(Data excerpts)

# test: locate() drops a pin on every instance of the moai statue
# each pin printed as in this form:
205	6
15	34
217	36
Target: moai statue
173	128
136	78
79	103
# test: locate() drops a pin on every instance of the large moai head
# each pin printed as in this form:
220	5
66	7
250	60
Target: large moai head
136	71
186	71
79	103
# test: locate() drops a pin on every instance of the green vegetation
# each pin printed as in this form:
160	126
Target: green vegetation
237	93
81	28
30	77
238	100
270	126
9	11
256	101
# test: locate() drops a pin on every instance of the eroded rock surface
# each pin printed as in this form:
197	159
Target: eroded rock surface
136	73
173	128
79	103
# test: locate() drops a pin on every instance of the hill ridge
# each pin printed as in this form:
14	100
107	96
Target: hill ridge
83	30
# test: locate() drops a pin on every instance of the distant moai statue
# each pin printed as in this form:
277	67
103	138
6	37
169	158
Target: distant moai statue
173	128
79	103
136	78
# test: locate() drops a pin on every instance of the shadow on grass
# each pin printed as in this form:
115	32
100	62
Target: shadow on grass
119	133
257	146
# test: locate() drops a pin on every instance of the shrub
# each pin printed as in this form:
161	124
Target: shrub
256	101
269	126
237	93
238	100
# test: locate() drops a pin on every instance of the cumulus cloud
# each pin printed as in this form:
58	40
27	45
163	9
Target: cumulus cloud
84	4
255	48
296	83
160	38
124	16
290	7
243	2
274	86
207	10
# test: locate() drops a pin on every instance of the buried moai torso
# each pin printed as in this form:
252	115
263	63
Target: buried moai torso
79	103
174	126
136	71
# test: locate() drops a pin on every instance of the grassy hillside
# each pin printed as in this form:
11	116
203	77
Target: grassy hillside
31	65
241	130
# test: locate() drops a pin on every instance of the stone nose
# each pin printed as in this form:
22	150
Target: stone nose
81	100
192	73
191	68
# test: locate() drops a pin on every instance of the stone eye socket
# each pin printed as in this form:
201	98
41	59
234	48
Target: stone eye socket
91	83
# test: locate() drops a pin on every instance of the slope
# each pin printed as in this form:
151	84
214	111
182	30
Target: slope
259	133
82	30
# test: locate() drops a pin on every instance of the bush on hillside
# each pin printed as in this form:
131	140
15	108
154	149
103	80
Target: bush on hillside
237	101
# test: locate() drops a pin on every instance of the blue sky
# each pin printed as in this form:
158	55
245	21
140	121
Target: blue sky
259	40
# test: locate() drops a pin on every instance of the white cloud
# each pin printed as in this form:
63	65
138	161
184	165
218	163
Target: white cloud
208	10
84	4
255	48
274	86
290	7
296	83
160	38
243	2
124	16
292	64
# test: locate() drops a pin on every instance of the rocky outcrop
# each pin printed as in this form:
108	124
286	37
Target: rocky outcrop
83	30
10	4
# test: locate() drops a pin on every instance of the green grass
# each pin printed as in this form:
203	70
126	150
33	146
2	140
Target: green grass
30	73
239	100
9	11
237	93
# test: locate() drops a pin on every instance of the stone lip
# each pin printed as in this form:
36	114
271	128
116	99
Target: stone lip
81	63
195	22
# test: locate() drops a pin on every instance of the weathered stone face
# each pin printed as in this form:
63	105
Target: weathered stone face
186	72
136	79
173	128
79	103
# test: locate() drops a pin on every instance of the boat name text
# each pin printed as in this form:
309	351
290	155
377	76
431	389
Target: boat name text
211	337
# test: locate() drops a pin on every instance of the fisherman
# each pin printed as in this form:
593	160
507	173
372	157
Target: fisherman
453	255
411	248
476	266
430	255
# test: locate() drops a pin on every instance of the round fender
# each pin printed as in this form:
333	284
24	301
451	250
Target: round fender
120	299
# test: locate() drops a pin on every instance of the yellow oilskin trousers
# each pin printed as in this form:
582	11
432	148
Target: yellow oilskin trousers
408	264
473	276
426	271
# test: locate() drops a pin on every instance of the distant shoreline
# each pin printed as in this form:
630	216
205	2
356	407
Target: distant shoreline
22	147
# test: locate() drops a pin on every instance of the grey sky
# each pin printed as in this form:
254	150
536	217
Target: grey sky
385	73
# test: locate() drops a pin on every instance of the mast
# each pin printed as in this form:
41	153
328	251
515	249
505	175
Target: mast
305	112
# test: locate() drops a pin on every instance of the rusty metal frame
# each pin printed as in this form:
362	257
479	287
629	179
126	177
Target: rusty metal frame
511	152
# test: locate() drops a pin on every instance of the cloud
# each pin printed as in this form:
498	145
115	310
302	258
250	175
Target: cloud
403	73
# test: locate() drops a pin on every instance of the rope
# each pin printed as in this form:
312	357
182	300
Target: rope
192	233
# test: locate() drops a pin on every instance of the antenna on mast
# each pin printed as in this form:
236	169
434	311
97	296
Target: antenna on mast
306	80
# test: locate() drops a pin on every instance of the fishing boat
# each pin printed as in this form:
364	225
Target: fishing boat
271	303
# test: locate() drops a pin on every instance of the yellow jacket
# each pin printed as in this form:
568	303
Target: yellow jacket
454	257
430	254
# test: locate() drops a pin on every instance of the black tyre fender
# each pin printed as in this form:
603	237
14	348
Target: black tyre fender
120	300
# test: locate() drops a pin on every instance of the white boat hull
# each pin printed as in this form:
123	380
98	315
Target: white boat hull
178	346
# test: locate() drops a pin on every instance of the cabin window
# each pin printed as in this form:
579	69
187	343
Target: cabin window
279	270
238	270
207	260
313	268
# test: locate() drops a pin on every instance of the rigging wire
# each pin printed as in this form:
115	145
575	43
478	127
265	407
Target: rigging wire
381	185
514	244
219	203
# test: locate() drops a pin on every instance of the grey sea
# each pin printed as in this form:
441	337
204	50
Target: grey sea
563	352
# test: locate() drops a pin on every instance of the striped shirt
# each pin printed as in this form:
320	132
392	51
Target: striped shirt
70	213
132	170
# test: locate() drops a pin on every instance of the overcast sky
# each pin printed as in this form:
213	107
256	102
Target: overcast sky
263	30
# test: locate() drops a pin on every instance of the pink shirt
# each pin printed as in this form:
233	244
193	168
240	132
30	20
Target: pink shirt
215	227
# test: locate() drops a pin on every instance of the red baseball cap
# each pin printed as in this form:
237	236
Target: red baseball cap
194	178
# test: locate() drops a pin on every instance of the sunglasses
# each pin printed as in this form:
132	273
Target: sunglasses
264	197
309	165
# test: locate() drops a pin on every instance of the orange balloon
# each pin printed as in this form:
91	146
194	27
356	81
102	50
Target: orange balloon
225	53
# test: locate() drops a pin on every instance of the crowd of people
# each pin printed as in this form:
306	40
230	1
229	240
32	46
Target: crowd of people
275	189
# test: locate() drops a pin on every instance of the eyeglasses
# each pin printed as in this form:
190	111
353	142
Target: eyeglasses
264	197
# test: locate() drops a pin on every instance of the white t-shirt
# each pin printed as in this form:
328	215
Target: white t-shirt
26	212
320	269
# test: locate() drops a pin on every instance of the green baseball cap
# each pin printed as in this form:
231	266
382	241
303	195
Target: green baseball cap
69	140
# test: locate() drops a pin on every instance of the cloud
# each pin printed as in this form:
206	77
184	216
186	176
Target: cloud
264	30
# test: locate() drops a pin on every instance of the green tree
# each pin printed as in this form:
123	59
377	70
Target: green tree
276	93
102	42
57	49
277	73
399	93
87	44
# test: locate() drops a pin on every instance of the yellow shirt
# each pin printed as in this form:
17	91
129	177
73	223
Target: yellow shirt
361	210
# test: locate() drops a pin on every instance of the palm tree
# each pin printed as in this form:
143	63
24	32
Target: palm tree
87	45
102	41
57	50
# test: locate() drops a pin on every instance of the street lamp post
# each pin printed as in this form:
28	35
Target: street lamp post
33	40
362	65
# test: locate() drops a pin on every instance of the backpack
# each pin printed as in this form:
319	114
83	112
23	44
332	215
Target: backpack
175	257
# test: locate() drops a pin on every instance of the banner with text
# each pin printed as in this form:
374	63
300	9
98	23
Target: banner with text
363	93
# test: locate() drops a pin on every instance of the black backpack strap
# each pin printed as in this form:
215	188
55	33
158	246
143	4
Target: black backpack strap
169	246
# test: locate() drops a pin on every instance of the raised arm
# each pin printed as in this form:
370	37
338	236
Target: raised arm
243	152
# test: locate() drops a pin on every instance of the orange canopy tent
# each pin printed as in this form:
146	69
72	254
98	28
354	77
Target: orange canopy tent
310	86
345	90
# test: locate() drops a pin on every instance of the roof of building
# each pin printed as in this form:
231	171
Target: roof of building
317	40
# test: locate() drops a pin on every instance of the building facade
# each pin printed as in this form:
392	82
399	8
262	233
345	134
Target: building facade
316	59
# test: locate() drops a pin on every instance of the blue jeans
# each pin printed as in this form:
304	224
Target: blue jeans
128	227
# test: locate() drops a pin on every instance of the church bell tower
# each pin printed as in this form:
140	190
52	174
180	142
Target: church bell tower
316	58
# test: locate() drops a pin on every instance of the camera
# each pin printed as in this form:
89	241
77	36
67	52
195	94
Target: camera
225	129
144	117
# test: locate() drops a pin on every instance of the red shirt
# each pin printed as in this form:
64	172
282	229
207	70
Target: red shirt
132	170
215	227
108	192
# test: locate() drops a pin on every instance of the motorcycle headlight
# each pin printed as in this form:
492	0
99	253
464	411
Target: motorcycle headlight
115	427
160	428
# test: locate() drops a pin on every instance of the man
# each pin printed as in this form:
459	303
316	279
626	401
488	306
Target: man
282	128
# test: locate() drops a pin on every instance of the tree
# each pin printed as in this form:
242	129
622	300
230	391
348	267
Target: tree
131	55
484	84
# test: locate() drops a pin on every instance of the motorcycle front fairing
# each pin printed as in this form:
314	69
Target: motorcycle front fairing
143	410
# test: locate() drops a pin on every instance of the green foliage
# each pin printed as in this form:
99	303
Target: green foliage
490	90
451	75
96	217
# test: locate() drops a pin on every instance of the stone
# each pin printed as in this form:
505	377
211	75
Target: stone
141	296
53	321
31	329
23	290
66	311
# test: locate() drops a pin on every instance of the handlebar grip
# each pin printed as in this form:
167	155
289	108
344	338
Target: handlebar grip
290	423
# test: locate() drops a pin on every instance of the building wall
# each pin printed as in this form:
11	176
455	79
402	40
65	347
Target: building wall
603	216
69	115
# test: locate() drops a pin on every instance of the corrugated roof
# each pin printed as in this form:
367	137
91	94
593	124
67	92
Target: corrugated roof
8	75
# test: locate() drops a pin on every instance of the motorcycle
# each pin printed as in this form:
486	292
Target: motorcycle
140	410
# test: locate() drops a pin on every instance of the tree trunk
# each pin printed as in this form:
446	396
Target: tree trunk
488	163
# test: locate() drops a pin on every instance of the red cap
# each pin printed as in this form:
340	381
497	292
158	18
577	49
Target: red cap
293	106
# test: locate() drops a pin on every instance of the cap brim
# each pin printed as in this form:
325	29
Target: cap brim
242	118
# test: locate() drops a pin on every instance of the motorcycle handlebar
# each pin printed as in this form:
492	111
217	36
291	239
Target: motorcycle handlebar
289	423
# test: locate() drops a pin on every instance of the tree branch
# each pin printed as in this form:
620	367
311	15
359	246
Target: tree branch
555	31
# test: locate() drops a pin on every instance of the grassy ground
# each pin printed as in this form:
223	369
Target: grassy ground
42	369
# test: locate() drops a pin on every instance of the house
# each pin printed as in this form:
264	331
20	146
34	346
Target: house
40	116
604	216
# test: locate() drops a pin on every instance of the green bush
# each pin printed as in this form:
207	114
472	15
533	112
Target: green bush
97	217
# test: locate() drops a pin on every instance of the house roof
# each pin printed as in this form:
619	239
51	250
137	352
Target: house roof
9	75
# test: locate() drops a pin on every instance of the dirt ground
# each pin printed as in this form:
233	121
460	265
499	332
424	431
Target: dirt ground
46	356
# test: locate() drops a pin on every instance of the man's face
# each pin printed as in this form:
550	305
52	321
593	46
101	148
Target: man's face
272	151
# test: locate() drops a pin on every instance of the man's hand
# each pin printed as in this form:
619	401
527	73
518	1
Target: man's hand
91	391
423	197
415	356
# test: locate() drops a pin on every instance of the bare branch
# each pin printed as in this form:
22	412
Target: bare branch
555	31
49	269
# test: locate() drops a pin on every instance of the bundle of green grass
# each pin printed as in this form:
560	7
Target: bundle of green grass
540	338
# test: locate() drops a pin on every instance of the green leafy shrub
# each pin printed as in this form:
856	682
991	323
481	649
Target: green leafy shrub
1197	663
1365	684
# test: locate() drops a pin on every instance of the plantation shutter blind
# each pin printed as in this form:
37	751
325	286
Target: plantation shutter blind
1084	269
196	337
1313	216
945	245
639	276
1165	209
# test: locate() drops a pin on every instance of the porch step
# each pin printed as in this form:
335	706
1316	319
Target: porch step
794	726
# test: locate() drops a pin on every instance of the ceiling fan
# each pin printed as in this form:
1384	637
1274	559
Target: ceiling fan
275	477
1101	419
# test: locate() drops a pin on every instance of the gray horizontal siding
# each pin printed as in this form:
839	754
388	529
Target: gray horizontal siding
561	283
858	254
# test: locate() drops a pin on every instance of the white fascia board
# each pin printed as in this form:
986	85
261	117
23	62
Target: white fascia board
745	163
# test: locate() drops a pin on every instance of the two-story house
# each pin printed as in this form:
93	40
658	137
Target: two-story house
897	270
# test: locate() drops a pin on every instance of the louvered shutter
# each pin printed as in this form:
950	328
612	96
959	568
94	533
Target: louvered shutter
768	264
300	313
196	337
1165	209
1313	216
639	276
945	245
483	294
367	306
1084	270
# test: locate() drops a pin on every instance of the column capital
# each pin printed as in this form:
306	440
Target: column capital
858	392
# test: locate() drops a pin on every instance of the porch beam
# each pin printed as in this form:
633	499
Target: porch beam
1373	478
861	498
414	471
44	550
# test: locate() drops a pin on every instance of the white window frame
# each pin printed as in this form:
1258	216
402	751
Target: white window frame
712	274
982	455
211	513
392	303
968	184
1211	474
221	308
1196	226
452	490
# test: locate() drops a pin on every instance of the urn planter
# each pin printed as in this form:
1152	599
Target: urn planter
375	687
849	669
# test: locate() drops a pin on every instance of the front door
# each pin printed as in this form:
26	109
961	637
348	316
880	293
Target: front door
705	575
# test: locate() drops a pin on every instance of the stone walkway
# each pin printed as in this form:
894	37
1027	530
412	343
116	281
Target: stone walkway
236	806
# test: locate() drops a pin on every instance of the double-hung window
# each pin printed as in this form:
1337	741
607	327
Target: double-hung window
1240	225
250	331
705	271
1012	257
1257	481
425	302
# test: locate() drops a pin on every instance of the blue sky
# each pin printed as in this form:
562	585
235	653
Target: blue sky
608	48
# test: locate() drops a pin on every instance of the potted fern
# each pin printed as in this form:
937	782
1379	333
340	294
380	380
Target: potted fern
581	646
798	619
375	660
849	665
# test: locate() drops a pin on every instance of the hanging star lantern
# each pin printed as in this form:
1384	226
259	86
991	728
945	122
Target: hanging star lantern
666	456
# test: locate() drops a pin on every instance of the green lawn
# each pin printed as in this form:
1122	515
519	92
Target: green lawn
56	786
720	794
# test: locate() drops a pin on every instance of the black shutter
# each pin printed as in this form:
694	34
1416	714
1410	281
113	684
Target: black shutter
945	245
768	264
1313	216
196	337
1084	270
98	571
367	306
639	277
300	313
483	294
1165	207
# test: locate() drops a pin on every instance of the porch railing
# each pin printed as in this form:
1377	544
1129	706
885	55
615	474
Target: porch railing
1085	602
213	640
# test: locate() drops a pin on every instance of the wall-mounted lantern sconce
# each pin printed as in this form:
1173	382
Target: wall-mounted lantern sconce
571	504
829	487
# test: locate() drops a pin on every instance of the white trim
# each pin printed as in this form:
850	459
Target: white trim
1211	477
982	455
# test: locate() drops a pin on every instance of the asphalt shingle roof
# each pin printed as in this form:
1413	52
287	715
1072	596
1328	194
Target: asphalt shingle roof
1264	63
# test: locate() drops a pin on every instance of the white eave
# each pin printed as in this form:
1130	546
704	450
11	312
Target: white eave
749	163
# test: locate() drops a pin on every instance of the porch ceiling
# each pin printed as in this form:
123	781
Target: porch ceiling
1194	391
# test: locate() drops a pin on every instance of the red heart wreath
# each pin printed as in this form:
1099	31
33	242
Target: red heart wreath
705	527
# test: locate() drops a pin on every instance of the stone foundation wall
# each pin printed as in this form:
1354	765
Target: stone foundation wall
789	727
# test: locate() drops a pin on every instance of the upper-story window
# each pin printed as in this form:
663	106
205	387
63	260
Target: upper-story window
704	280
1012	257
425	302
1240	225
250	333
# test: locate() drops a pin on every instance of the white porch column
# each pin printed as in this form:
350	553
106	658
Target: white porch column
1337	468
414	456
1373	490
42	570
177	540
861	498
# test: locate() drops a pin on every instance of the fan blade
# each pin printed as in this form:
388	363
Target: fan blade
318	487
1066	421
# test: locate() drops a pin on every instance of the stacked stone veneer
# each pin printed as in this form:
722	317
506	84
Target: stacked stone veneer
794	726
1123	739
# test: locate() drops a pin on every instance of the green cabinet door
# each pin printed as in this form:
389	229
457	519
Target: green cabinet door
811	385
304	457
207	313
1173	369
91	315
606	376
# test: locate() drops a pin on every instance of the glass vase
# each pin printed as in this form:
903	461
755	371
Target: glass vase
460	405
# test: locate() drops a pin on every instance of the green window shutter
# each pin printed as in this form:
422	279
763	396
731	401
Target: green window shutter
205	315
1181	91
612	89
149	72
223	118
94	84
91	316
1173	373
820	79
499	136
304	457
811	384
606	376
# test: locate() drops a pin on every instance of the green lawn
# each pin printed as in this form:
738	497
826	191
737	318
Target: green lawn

> [What you have to do] Using the data above, reproduce exactly the lines between those holding "Target: rigging wire" and "the striped shirt", inclusive, and no others.

> [Answer space]
Target: rigging wire
381	185
514	244
219	203
# test: locate() drops a pin on every instance of the grey sea
# each pin printed as in this form:
441	337
204	50
Target: grey sea
563	352
# test: locate() drops a pin on every instance of the striped shirt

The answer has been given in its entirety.